Enterprise risk management is, according to the Institute of Risk Management, an integrated and joined up approach to managing risk across an organisation and its extended networks (1). And COSO (the Committee of Sponsoring Organizations of the Treadway Commission) identifies the five interrelated components of an ERM framework as  Governance and Culture; Strategy and Objective-Setting; Performance (risk identification and assessment); Review and Revision; Information, Communication, and Reporting . (2).

So, while ERM takes a holistic approach to risk management and overlaps in the majority of areas, it stops short of the incident response and adaption elements contained in organizational resilience. Response as far as ERM traditionally goes is ‘What are we doing about the risks?’  -  considering things such as mitigation and risk removal.

The holistic heart of organizational resilience

Holistic is the word that holds the key to an organizational resilience strategy; it is about developing an organizational culture which includes resilience in every element, in every strategic decision, in every process, in every plan, and in the way people are managed and considered. Organizational resilience is an organizational lifestyle!

Organizational resilience is also about breaking down silos – it does not require that business continuity, risk management, operational resilience, emergency planning, crisis management teams (for example) be replaced – instead it requires that these teams emerge from their silos and are managed holistically and strategically. These teams all have a part to play in the bigger picture.

However, other organizational teams also have a key role to play; and this is where the difference between organizational resilience and other resilience disciplines is emphasised.

ISO 22316 states that the design, development and coordination of management disciplines and their alignment with the organization’s strategic objectives are fundamental to enhancing organizational resilience. And the management disciplines listed by the standard are wide-ranging. ISO 22316 says that all the following have a role to play:

  • Asset management;
  • Business continuity management;
  • Crisis management;
  • Cyber security management;
  • Communications management;
  • Emergency management;
  • Environmental management;
  • Facilities management;
  • Financial control;
  • Fraud control;
  • Governance;
  • Health and safety management;
  • Human resources management;
  • Information security management;
  • Information, communications and technology;
  • Physical security management;
  • Quality management;
  • Risk management;
  • Supply chain management;
  • Strategic planning.

ISO 22316 emphasises that this is a sample list of management disciplines not an exhaustive one; but it serves to make the point that organizational resilience takes resilience thinking, planning, and practice far beyond its remit in other disciplines.

Extracted information:
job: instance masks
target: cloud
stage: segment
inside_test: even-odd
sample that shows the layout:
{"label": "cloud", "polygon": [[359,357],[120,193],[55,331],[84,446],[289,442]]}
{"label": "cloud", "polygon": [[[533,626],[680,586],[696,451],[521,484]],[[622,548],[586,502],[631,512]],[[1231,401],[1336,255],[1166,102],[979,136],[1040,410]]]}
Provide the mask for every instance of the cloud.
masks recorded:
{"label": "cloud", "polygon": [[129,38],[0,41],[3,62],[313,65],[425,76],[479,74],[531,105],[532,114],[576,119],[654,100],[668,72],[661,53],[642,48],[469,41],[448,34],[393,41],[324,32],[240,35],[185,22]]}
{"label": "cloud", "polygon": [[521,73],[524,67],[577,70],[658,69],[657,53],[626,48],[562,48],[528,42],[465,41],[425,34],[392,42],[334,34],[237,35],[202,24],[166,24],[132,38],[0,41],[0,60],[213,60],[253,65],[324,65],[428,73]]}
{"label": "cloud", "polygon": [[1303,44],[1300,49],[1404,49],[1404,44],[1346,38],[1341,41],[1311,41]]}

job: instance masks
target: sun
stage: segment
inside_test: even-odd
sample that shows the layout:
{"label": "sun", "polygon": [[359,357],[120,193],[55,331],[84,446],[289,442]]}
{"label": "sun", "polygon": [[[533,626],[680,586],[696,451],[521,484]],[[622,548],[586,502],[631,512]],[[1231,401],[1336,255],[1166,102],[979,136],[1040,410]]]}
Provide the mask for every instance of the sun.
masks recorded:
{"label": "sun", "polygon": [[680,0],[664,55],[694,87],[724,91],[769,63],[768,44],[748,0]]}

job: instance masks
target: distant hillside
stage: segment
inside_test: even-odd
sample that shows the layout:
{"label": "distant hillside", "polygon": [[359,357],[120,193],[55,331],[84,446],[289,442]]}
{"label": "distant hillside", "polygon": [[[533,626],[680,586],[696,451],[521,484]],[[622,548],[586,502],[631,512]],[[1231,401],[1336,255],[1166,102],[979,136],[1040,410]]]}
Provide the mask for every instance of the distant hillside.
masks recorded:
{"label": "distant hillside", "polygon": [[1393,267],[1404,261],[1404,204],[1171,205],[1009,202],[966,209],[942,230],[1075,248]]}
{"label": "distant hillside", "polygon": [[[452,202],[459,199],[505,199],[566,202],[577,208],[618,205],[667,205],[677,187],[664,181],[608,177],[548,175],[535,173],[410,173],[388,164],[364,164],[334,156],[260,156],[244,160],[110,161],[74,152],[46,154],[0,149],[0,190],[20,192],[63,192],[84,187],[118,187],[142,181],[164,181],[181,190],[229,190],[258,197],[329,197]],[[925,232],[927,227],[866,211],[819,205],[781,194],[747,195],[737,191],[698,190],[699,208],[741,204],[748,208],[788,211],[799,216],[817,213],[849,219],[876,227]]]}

Task requirements:
a - Rewrite the organizational resilience text, beginning at the words "Holistic is the" and ending after "the bigger picture.", with "silos" changed to "compartments".
b - Answer these questions from the organizational resilience text:
(i) How many interrelated components of an ERM framework does COSO identify?
(ii) Which ISO standard lists the management disciplines that have a role to play in organizational resilience?
(iii) What does ERM stop short of?

Task-by-task results:
a -
Holistic is the word that holds the key to an organizational resilience strategy; it is about developing an organizational culture which includes resilience in every element, in every strategic decision, in every process, in every plan, and in the way people are managed and considered. Organizational resilience is an organizational lifestyle!

Organizational resilience is also about breaking down compartments – it does not require that business continuity, risk management, operational resilience, emergency planning, crisis management teams (for example) be replaced – instead it requires that these teams emerge from their compartments and are managed holistically and strategically. These teams all have a part to play in the bigger picture.

b -
(i) Five.
(ii) ISO 22316.
(iii) The incident response and adaption elements contained in organizational resilience.